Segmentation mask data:
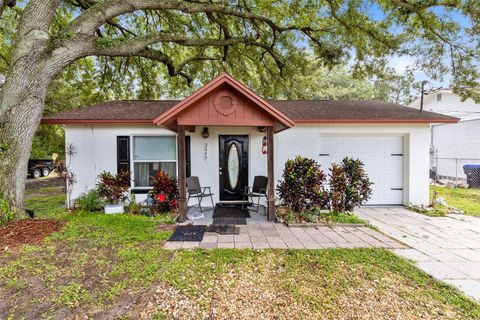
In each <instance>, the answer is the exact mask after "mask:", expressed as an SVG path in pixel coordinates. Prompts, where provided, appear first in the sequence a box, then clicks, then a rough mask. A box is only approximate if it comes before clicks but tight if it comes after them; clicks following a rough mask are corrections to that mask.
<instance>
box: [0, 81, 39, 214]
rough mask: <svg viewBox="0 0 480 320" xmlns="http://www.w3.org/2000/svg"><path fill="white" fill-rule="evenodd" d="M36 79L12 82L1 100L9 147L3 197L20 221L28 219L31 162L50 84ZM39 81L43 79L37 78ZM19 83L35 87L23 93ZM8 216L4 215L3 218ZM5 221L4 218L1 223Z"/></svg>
mask: <svg viewBox="0 0 480 320" xmlns="http://www.w3.org/2000/svg"><path fill="white" fill-rule="evenodd" d="M31 77H32V78H33V77H35V76H34V75H32V76H31ZM32 78H30V79H25V78H24V77H22V78H21V79H12V80H11V81H10V83H9V86H8V88H7V86H6V87H4V88H3V90H2V93H1V96H2V97H1V98H0V110H6V112H4V113H2V114H1V118H2V122H1V123H0V143H1V144H3V145H5V147H6V151H5V152H4V154H3V156H1V159H0V160H1V161H0V163H1V165H0V197H1V198H3V199H5V200H7V202H8V204H9V206H10V211H11V212H13V213H14V217H15V218H16V219H18V218H23V217H24V210H23V193H24V190H25V184H26V179H27V166H28V159H29V157H30V151H31V147H32V139H33V135H34V134H35V131H36V129H37V127H38V124H39V123H40V119H41V117H42V113H43V106H44V101H45V97H46V92H47V88H48V83H40V82H41V81H36V80H35V79H32ZM36 78H41V77H38V76H36ZM42 80H44V79H42ZM18 81H27V82H29V83H35V85H31V86H29V87H28V88H26V89H24V90H23V91H22V92H20V91H19V90H17V89H15V88H22V87H23V85H22V84H21V83H17V82H18ZM9 88H13V90H9ZM5 97H8V98H5ZM12 98H13V99H12ZM12 100H15V101H16V103H15V104H14V105H13V106H12V105H11V104H10V103H9V102H12ZM6 213H7V212H2V214H3V215H4V214H6ZM5 218H6V217H1V218H0V220H5Z"/></svg>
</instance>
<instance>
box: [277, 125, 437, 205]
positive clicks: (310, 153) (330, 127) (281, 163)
mask: <svg viewBox="0 0 480 320" xmlns="http://www.w3.org/2000/svg"><path fill="white" fill-rule="evenodd" d="M429 128H430V127H429V125H428V124H427V125H425V124H421V125H350V124H345V125H296V126H295V127H293V128H291V129H289V130H286V131H284V132H281V133H279V134H277V135H276V139H275V141H276V150H275V151H276V152H275V160H276V163H275V174H276V177H277V178H278V177H280V174H281V172H282V169H283V164H284V163H285V161H286V160H287V159H291V158H293V157H295V156H296V155H302V156H308V157H310V158H313V159H315V160H317V161H319V160H320V159H319V155H318V152H319V150H318V148H315V145H316V143H317V141H319V139H321V136H322V135H325V134H345V135H351V136H362V135H372V134H373V135H401V136H403V137H404V138H403V140H404V166H403V167H404V172H405V178H404V185H403V189H404V192H403V204H404V205H408V204H410V203H413V204H427V203H428V198H429V195H428V187H429V186H428V184H429V179H428V168H429ZM324 170H325V171H326V168H324Z"/></svg>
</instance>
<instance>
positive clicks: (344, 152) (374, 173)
mask: <svg viewBox="0 0 480 320" xmlns="http://www.w3.org/2000/svg"><path fill="white" fill-rule="evenodd" d="M318 146H319V149H318V158H317V159H318V160H319V161H318V162H319V163H320V165H321V166H322V168H323V170H324V171H326V172H327V171H328V168H329V167H330V164H331V163H333V162H340V161H341V160H342V159H343V158H344V157H353V158H358V159H360V160H361V161H362V162H363V163H364V164H365V170H366V172H367V174H368V176H369V178H370V180H371V181H372V182H373V183H374V184H373V186H372V190H373V193H372V197H371V199H370V200H369V202H368V204H371V205H373V204H377V205H392V204H402V202H403V177H404V174H403V137H401V136H378V135H364V136H351V135H321V136H320V139H319V141H318Z"/></svg>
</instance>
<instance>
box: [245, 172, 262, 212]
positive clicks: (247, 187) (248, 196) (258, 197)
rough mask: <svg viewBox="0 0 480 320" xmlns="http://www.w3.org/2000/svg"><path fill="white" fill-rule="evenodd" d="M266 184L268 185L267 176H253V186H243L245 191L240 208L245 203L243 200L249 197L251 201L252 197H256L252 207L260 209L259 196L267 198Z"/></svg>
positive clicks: (252, 202) (248, 198) (257, 210)
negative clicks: (253, 205)
mask: <svg viewBox="0 0 480 320" xmlns="http://www.w3.org/2000/svg"><path fill="white" fill-rule="evenodd" d="M267 186H268V178H267V177H265V176H255V177H254V178H253V186H252V187H245V191H244V192H243V203H242V210H243V207H244V205H245V201H248V200H249V199H250V200H252V203H255V202H254V201H253V198H258V200H257V204H256V205H254V207H257V211H256V212H258V210H259V209H260V198H265V200H267Z"/></svg>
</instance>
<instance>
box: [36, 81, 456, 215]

What to do: Repeat the data above exactly, images excluded.

Result:
In each <instance>, the answer is the exact mask after "mask:", expressed as an SVG path in pixel coordinates. Prompts, where provided, appear first in the sequence a box, then clicks, then a rough mask. A box is only approximate if it comes before clicks but tight if it comes after them; clicks following a rough mask are corrections to that mask.
<instance>
box: [0, 81, 39, 214]
rough mask: <svg viewBox="0 0 480 320" xmlns="http://www.w3.org/2000/svg"><path fill="white" fill-rule="evenodd" d="M36 79L12 82L1 100L9 147L3 197L20 221L28 219L31 162L50 84ZM39 81L43 79L37 78ZM19 83L35 87L23 93ZM8 216L4 215L3 218ZM5 221L4 218L1 223Z"/></svg>
mask: <svg viewBox="0 0 480 320" xmlns="http://www.w3.org/2000/svg"><path fill="white" fill-rule="evenodd" d="M31 77H32V78H33V77H35V76H34V75H32V76H31ZM32 78H30V79H25V78H24V77H22V78H21V79H12V80H11V81H10V83H9V86H8V88H7V86H6V87H4V88H3V90H2V93H1V96H2V97H1V98H0V110H6V112H4V113H2V114H1V118H2V122H1V123H0V143H1V144H3V145H5V147H6V151H5V152H4V154H3V156H1V159H0V160H1V161H0V163H1V165H0V197H1V198H3V199H5V200H7V202H8V204H9V206H10V211H11V212H13V213H14V217H15V218H16V219H18V218H23V217H24V210H23V193H24V190H25V184H26V179H27V166H28V159H29V157H30V151H31V147H32V139H33V135H34V134H35V131H36V129H37V127H38V124H39V123H40V119H41V117H42V113H43V106H44V101H45V97H46V92H47V88H48V83H40V82H41V81H36V80H35V79H32ZM36 78H41V77H38V76H36ZM42 80H44V79H42ZM18 81H27V82H29V83H35V85H31V86H29V87H28V88H26V89H24V90H23V91H22V92H20V91H19V90H17V89H15V88H22V87H23V85H22V84H21V83H17V82H18ZM9 88H13V90H9ZM5 97H8V98H5ZM12 98H13V99H12ZM12 100H15V101H16V103H15V104H14V105H13V106H12V105H11V104H10V103H9V102H12ZM6 213H7V212H2V214H3V215H4V214H6ZM5 218H6V217H1V218H0V220H5Z"/></svg>
</instance>
<instance>
box: [277, 125, 437, 205]
positive clicks: (310, 153) (330, 127) (281, 163)
mask: <svg viewBox="0 0 480 320" xmlns="http://www.w3.org/2000/svg"><path fill="white" fill-rule="evenodd" d="M429 128H430V127H429V125H428V124H427V125H425V124H421V125H350V124H345V125H296V126H295V127H293V128H291V129H289V130H286V131H284V132H281V133H279V134H277V135H276V139H275V141H276V150H275V151H276V152H275V160H276V163H275V174H276V177H277V178H278V177H280V174H281V172H282V169H283V164H284V163H285V161H286V160H287V159H291V158H293V157H295V156H296V155H302V156H308V157H310V158H313V159H315V160H317V161H319V160H320V159H319V155H318V152H319V150H318V148H315V145H316V143H317V141H319V139H321V136H322V135H325V134H345V135H351V136H362V135H372V134H373V135H401V136H403V137H404V138H403V140H404V166H403V167H404V172H405V178H404V185H403V189H404V192H403V204H404V205H408V204H410V203H413V204H427V203H428V198H429V195H428V187H429V186H428V184H429V179H428V168H429ZM324 170H325V171H326V168H324Z"/></svg>
</instance>
<instance>
positive clicks: (344, 152) (374, 173)
mask: <svg viewBox="0 0 480 320" xmlns="http://www.w3.org/2000/svg"><path fill="white" fill-rule="evenodd" d="M318 146H319V149H318V158H317V159H318V160H319V161H318V162H319V163H320V165H321V166H322V168H323V170H324V171H326V172H327V171H328V168H329V167H330V164H331V163H333V162H340V161H341V160H342V159H343V158H344V157H353V158H358V159H360V160H361V161H362V162H363V163H364V164H365V170H366V172H367V174H368V176H369V178H370V180H371V181H372V182H373V183H374V184H373V186H372V190H373V193H372V197H371V199H370V200H369V202H368V204H371V205H373V204H377V205H392V204H402V202H403V177H404V174H403V137H401V136H378V135H364V136H351V135H321V136H320V139H319V141H318Z"/></svg>
</instance>
<instance>
box: [245, 172, 262, 212]
positive clicks: (247, 187) (248, 196) (258, 197)
rough mask: <svg viewBox="0 0 480 320" xmlns="http://www.w3.org/2000/svg"><path fill="white" fill-rule="evenodd" d="M266 184L268 185L267 176H253V186H243L245 191L240 208L245 203L243 200L249 197L251 201L252 197H256L252 207L260 209L259 196L267 198Z"/></svg>
positive clicks: (252, 202) (248, 198) (257, 210)
negative clicks: (253, 205)
mask: <svg viewBox="0 0 480 320" xmlns="http://www.w3.org/2000/svg"><path fill="white" fill-rule="evenodd" d="M267 186H268V178H267V177H265V176H255V177H254V178H253V186H252V187H245V191H244V192H243V203H242V210H243V207H244V205H245V201H248V200H249V199H250V200H252V203H255V202H254V201H253V198H258V200H257V204H256V205H254V207H257V211H256V212H258V210H259V209H260V198H265V200H267Z"/></svg>
</instance>
<instance>
box: [36, 81, 456, 215]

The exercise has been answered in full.